#### [Stated exercise]
Can you repeat each of the following lines word for word, with nothing changed?

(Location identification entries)
====

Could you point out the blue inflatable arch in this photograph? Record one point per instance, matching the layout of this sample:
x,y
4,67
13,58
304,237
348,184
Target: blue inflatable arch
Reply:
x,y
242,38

====

#### [Complete answer]
Could you point out the blue inflatable arch in this photograph? Record one point per instance, matching the layout of this sample:
x,y
4,67
13,58
304,237
348,184
Target: blue inflatable arch
Reply:
x,y
242,38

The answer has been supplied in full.